> WHAT THE EXERCISE ASKS: Please transcribe the entries below exactly and leave out every picture.
··· MATERIALS PROVIDED
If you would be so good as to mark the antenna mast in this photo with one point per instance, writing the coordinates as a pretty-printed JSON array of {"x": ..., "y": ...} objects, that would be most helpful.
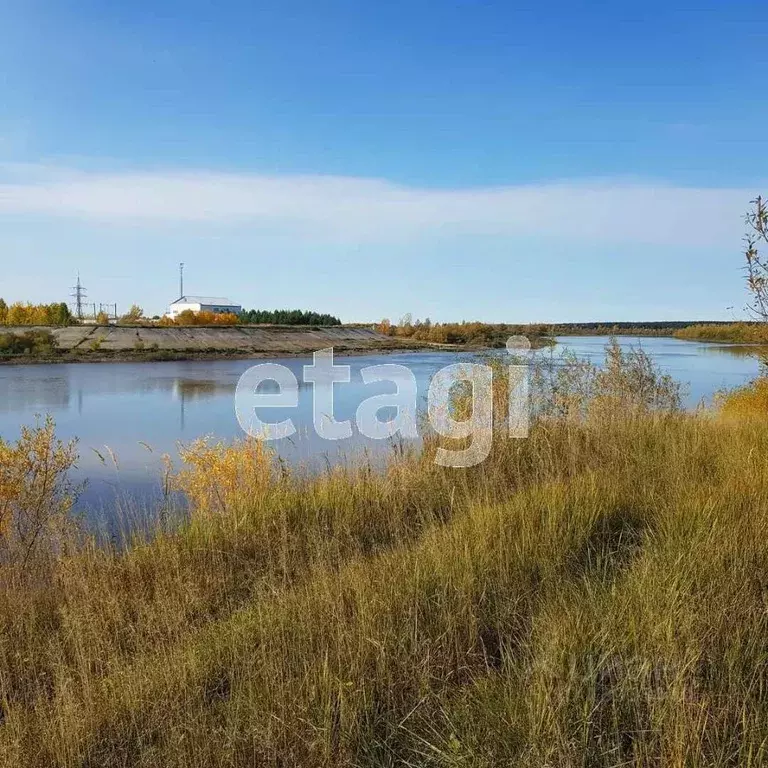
[{"x": 78, "y": 294}]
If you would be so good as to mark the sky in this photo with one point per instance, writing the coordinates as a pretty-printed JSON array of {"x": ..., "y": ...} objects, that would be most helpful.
[{"x": 492, "y": 161}]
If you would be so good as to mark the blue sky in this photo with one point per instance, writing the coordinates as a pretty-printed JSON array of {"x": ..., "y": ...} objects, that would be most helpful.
[{"x": 454, "y": 160}]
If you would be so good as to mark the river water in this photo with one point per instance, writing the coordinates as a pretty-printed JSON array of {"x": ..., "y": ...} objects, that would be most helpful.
[{"x": 127, "y": 415}]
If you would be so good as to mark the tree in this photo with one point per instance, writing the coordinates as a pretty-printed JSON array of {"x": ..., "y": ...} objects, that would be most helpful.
[
  {"x": 134, "y": 314},
  {"x": 757, "y": 265}
]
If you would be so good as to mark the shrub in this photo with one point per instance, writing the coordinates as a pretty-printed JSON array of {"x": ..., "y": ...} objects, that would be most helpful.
[
  {"x": 36, "y": 495},
  {"x": 36, "y": 342}
]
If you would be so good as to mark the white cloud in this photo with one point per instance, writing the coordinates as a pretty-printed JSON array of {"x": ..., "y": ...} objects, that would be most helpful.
[{"x": 376, "y": 210}]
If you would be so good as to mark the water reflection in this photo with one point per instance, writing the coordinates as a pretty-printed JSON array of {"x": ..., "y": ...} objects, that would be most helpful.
[{"x": 139, "y": 411}]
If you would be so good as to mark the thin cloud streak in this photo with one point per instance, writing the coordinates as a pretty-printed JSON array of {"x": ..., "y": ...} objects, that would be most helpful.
[{"x": 371, "y": 210}]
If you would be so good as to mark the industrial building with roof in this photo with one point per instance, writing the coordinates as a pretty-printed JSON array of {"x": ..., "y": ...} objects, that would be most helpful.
[{"x": 216, "y": 304}]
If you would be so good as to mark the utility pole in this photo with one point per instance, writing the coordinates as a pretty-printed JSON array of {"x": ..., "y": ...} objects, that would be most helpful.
[{"x": 78, "y": 293}]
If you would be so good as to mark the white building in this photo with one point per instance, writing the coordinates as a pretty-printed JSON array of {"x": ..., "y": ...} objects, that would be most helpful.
[{"x": 215, "y": 304}]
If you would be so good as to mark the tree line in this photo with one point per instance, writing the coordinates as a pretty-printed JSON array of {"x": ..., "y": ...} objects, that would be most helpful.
······
> WRITTEN SOLUTION:
If you would be so good as to mark the antenna mast in this photo with one point per instance, writing the coordinates as a pretty-printed JSON array of {"x": ..., "y": ...} objects, that would be most helpful.
[{"x": 78, "y": 294}]
If you would be so good as to mark the sky in this photo with one point per instance, writing the coordinates as a pretty-printed JSON array of {"x": ..., "y": ...} objects, that would be most helpful.
[{"x": 492, "y": 161}]
If you would be so good as to mark the blue sky in this photo with one point per instance, writing the coordinates as a pretty-printed JSON array of {"x": ..., "y": ...} objects, that would be most helpful.
[{"x": 454, "y": 160}]
If you would be so good as to mark the river water in this photo with one point per instance, writing the coordinates as a pretty-printed JSON array of {"x": ..., "y": ...} objects, that would be most helpful.
[{"x": 127, "y": 415}]
If you would be so good as to mark the tree in this photo with one point per instance, writing the coordinates as a pretty-printed JSON array of {"x": ..., "y": ...} objects, that would be most helpful.
[
  {"x": 134, "y": 314},
  {"x": 757, "y": 265}
]
If you would be so good as to mark the shrub in this photo with one point per instance, writing the coordinates as a pretty-printed JSON array of {"x": ..., "y": ...} objects, that would be most helpful.
[
  {"x": 36, "y": 495},
  {"x": 36, "y": 342}
]
If you would be so good as to mark the white cloud in this photo with one point per instance, writing the coordinates as a pretty-printed JSON array of {"x": ..., "y": ...} objects, that would be most helpful.
[{"x": 376, "y": 210}]
If you would be so good as to mark the water reflection in this photo with one point per instance, writing the coordinates as a pretty-printed JSON array of {"x": ..., "y": ...} objects, that would be most helpful.
[{"x": 139, "y": 411}]
If you would be so good as to mark the thin cloud streak in this photo with one point per instance, writing the coordinates as a pretty-printed JSON array of {"x": ..., "y": ...} objects, that would be most helpful.
[{"x": 371, "y": 210}]
If you would be so good as to mark the industrial building with roof in this photo with one point per instance, writing the coordinates as a pretty-printed JSON array of {"x": ..., "y": ...} objects, that would be most helpful.
[{"x": 216, "y": 304}]
If you would be so good as to mark the utility pole in this photo with one point per instance, writing the coordinates as a pretty-printed JSON array of {"x": ..., "y": ...} objects, that would be most helpful.
[{"x": 78, "y": 293}]
If you would be so good as to mark the white building in this photo with one point per instance, writing the coordinates as a pretty-printed JSON array of {"x": ..., "y": ...} objects, that would be most helpful.
[{"x": 215, "y": 304}]
If you would be so good as to mark the tree line in this photo with one point per instance, writing the coordinates as a pretty-printed JSON array of {"x": ..., "y": ...} objects, that would be most helpful.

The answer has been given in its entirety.